>> start

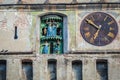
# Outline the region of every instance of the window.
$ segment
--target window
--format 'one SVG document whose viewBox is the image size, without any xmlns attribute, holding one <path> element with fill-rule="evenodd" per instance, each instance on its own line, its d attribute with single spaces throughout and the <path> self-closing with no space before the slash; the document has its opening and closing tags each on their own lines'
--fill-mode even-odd
<svg viewBox="0 0 120 80">
<path fill-rule="evenodd" d="M 22 80 L 33 80 L 32 61 L 22 61 Z"/>
<path fill-rule="evenodd" d="M 72 62 L 72 80 L 82 80 L 82 62 Z"/>
<path fill-rule="evenodd" d="M 49 80 L 57 80 L 56 60 L 48 60 Z"/>
<path fill-rule="evenodd" d="M 63 46 L 63 17 L 54 14 L 42 16 L 40 52 L 42 54 L 61 54 Z"/>
<path fill-rule="evenodd" d="M 106 60 L 98 60 L 96 62 L 97 79 L 108 80 L 108 64 Z"/>
<path fill-rule="evenodd" d="M 0 80 L 6 80 L 6 61 L 0 60 Z"/>
</svg>

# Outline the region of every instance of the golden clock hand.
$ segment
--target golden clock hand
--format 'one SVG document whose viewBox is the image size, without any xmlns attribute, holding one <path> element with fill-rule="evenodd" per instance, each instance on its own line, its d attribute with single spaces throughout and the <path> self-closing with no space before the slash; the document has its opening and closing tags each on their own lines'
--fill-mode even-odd
<svg viewBox="0 0 120 80">
<path fill-rule="evenodd" d="M 97 32 L 94 34 L 94 38 L 93 38 L 93 39 L 96 39 L 96 38 L 97 38 L 100 29 L 101 29 L 101 25 L 99 25 L 99 29 L 98 29 Z"/>
<path fill-rule="evenodd" d="M 91 24 L 91 25 L 93 25 L 94 27 L 96 27 L 97 29 L 99 29 L 99 27 L 98 27 L 92 20 L 86 19 L 86 21 L 87 21 L 89 24 Z"/>
</svg>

>> end

• **EXERCISE TASK**
Retype the lines of the records from the line containing "# Outline the region of every instance of the golden" through the line containing "--target golden clock hand", including both of those lines, with no changes.

• **PROBLEM SOLUTION**
# Outline the region of every instance of the golden clock hand.
$ segment
--target golden clock hand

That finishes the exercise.